## Goal:
Output all of the data below exactly as given.

## Records to process:
◇ ◇ ◇ ◇ ◇ ◇ ◇

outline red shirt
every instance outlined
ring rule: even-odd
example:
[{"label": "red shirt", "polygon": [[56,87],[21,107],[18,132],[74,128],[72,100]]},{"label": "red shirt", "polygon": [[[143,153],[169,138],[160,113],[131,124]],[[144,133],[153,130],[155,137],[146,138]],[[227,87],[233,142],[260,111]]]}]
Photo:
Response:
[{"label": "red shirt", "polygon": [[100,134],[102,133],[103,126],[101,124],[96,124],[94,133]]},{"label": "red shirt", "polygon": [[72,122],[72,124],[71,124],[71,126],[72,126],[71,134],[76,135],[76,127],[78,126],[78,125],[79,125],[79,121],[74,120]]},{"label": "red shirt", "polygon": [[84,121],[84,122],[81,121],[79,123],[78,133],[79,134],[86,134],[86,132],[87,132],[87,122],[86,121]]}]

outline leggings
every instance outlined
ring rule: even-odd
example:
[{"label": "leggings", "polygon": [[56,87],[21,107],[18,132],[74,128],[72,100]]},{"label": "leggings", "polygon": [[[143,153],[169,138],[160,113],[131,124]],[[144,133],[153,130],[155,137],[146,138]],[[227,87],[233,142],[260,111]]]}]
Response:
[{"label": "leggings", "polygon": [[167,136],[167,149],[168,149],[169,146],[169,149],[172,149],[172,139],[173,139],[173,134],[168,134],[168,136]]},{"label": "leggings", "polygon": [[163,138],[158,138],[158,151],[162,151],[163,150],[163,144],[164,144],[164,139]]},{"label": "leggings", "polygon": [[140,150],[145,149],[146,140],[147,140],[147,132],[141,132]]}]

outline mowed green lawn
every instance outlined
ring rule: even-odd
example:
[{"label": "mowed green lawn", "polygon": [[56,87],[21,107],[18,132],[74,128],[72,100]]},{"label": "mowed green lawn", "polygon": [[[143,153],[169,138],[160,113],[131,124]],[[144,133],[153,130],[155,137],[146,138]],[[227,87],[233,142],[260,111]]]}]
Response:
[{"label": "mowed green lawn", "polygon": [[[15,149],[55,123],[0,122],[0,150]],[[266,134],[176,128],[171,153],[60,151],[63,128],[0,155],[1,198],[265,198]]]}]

◇ ◇ ◇ ◇ ◇ ◇ ◇

## Output for this task:
outline red shirt
every instance outlined
ring rule: even-odd
example:
[{"label": "red shirt", "polygon": [[56,87],[21,107],[18,132],[74,128],[72,100]]},{"label": "red shirt", "polygon": [[[143,153],[169,138],[160,113],[131,124]],[[144,133],[153,130],[155,137],[146,138]],[[227,87],[233,142],[260,111]]]}]
Photo:
Response:
[{"label": "red shirt", "polygon": [[100,134],[102,133],[103,126],[101,124],[96,124],[94,133]]},{"label": "red shirt", "polygon": [[72,122],[72,124],[71,124],[71,126],[72,126],[71,134],[76,135],[76,127],[78,126],[78,125],[79,125],[79,121],[74,120]]},{"label": "red shirt", "polygon": [[84,121],[84,122],[81,121],[79,123],[78,133],[79,134],[86,134],[86,132],[87,132],[87,122],[86,121]]}]

outline leggings
every instance outlined
ring rule: even-odd
example:
[{"label": "leggings", "polygon": [[56,87],[21,107],[18,132],[74,128],[72,100]]},{"label": "leggings", "polygon": [[[143,153],[169,138],[160,113],[131,124]],[[144,133],[153,130],[155,137],[146,138]],[[227,87],[233,142],[260,111]]]}]
Response:
[{"label": "leggings", "polygon": [[167,136],[167,149],[168,149],[169,146],[169,149],[172,149],[172,139],[173,139],[173,134],[168,134],[168,136]]},{"label": "leggings", "polygon": [[163,138],[158,138],[158,151],[162,151],[163,150],[163,144],[164,144],[164,139]]},{"label": "leggings", "polygon": [[140,150],[145,149],[146,140],[147,140],[147,132],[141,132]]}]

outline mowed green lawn
every instance outlined
ring rule: even-odd
example:
[{"label": "mowed green lawn", "polygon": [[56,87],[21,107],[18,132],[74,128],[72,100]]},{"label": "mowed green lawn", "polygon": [[[143,153],[169,138],[160,113],[131,124]],[[144,133],[153,130],[155,137],[146,138]],[[227,87],[233,142],[260,111]]]}]
Response:
[{"label": "mowed green lawn", "polygon": [[[15,149],[55,123],[0,122],[0,150]],[[266,134],[176,128],[171,153],[60,151],[63,128],[0,155],[1,198],[265,198]]]}]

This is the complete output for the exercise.